» **What the exercise asks**
Output only the lines below from the one containing "Can you find the measuring" to the one containing "Can you find the clear", exactly as written, both ends kept.

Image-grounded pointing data

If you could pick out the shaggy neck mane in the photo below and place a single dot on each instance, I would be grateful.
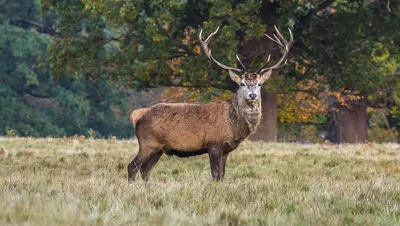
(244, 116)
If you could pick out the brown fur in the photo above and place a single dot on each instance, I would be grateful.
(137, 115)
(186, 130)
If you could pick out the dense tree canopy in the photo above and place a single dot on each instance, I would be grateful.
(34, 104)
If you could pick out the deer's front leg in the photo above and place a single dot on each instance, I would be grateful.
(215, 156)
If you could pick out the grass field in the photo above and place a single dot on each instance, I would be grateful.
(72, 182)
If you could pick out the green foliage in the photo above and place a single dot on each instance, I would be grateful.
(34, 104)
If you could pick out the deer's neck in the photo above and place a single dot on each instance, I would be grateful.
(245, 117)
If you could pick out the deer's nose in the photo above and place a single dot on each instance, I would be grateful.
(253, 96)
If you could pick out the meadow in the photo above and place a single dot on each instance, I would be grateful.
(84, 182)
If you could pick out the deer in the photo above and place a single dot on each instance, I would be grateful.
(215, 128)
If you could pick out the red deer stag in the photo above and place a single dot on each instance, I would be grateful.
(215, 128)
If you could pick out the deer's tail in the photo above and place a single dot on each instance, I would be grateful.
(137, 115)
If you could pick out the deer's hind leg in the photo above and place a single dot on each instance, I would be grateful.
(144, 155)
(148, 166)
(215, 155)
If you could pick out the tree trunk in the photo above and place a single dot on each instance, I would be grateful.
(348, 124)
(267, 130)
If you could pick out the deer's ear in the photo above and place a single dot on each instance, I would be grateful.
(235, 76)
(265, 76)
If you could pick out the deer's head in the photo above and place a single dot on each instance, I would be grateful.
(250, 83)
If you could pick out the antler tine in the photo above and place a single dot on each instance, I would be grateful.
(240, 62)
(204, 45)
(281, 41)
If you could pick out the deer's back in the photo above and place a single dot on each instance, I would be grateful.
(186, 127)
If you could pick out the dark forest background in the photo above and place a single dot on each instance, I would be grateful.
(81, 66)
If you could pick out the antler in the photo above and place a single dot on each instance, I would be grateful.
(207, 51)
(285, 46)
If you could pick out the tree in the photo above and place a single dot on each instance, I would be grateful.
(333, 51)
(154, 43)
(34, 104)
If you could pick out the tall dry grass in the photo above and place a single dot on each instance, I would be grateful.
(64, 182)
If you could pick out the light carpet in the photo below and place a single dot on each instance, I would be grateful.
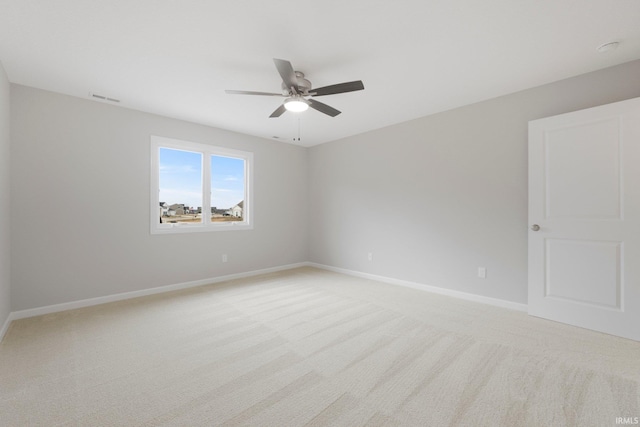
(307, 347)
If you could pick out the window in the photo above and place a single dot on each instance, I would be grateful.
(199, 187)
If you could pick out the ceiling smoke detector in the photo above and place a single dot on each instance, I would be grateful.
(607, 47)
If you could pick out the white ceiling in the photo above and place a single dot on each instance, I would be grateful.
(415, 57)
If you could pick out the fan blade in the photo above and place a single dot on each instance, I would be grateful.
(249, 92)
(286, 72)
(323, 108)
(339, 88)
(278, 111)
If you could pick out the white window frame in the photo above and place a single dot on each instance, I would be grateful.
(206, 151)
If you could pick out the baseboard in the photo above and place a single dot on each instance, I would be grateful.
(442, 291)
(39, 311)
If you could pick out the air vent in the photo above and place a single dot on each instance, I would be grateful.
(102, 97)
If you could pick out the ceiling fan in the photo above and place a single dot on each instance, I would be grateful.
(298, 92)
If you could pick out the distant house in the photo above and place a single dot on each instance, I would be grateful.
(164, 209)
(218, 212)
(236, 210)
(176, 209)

* * *

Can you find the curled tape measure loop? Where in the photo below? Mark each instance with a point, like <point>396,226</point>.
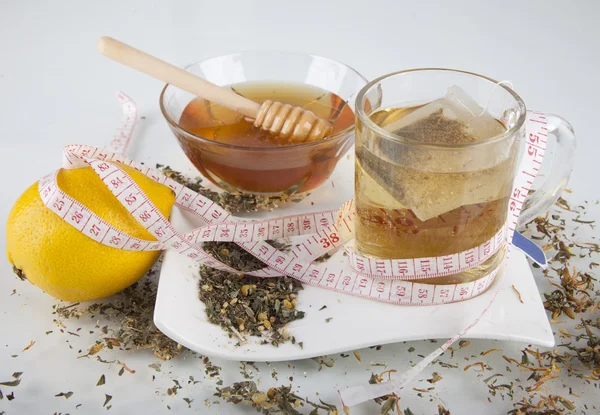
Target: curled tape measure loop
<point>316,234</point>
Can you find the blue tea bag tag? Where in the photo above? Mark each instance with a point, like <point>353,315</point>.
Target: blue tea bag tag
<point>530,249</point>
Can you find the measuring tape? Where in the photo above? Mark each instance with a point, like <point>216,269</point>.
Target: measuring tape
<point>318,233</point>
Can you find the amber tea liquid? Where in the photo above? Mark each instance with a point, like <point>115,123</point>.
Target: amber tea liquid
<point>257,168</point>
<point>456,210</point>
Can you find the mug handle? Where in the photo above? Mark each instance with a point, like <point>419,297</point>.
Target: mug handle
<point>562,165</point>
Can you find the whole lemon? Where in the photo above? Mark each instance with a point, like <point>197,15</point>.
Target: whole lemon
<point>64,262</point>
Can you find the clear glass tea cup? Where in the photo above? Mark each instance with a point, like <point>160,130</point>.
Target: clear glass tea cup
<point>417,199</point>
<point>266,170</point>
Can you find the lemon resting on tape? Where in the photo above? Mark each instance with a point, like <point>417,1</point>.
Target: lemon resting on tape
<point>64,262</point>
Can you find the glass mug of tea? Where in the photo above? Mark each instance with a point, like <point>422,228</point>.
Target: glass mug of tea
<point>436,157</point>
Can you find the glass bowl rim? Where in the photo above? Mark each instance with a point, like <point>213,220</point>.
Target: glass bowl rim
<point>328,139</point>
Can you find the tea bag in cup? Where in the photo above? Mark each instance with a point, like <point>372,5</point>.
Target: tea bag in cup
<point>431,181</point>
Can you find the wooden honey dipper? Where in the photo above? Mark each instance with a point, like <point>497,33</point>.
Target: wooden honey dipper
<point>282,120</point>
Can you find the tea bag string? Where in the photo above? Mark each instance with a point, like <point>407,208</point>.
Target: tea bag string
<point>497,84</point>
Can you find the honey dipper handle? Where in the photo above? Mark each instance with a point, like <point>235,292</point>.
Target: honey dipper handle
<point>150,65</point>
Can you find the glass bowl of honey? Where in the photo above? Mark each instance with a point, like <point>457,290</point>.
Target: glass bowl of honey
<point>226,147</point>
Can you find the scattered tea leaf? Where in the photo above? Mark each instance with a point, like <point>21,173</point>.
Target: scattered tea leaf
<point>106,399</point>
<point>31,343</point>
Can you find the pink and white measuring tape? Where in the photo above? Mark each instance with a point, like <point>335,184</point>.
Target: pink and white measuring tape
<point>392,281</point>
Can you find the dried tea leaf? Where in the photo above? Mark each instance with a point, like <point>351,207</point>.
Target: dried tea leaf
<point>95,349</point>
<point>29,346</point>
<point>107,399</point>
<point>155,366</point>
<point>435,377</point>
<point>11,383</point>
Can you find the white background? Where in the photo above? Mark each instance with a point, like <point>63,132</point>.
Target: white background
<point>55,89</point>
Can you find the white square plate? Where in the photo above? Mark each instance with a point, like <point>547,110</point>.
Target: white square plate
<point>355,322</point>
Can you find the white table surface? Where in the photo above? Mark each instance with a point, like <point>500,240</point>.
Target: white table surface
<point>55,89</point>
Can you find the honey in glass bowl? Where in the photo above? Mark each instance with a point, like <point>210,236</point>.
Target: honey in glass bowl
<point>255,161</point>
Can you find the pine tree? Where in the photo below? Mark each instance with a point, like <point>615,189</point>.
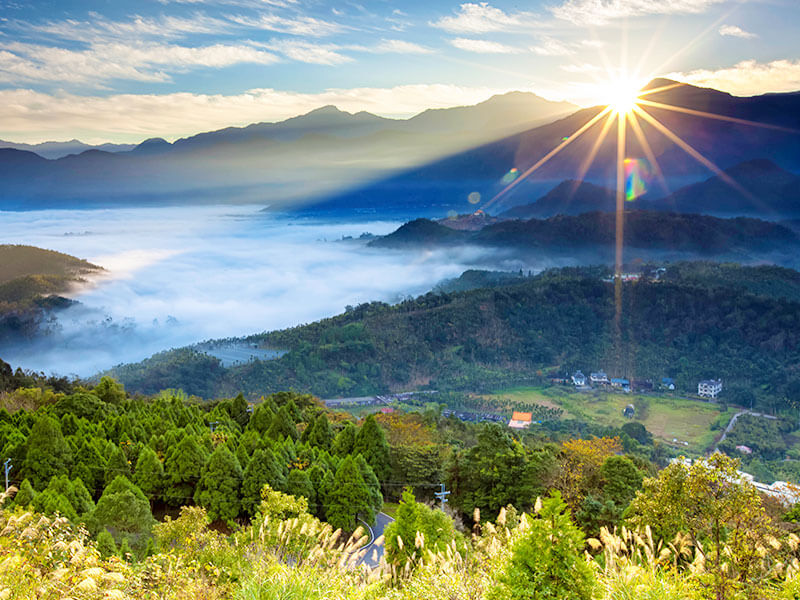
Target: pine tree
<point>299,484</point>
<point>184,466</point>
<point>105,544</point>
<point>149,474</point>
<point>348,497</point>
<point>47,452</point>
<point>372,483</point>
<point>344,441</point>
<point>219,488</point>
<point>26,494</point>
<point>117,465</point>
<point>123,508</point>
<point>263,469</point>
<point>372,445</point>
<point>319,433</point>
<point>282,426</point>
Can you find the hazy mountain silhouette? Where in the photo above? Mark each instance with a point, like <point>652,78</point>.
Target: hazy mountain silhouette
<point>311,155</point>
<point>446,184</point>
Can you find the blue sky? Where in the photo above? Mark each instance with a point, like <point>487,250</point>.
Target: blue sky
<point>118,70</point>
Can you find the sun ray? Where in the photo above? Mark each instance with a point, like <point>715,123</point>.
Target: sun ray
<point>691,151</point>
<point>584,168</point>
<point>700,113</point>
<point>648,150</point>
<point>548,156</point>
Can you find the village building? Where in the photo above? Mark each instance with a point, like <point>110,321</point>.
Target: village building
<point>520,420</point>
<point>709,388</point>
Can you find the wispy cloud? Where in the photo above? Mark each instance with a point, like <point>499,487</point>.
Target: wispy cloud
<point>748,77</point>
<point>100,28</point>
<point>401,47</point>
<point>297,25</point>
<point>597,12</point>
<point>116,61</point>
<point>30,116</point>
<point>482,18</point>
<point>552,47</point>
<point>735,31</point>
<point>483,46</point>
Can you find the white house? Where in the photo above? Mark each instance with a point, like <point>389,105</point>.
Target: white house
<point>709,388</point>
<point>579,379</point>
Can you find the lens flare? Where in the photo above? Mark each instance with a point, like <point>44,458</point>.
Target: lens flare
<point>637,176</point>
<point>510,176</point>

» **Answer space**
Can you find the measuring tape? Where in the photo above? Mark each instance with a point, like <point>216,269</point>.
Target: measuring tape
<point>318,233</point>
Can you find the amber tea liquid? Where in the photo above? Mark each instance with a point, like <point>115,123</point>.
Target: amber tea liquid
<point>257,168</point>
<point>456,210</point>
Can you find the mug handle? Where in the photo above? Mark each instance with a point, like <point>419,297</point>.
Target: mug handle
<point>562,165</point>
Can you find the whole lemon? Where in the photo above? Mark each instance with a point, like <point>197,15</point>.
Target: whole lemon
<point>64,262</point>
Can you find the clear glass tea cup? Where in the photo above? Mark each instance with a point, like <point>160,130</point>.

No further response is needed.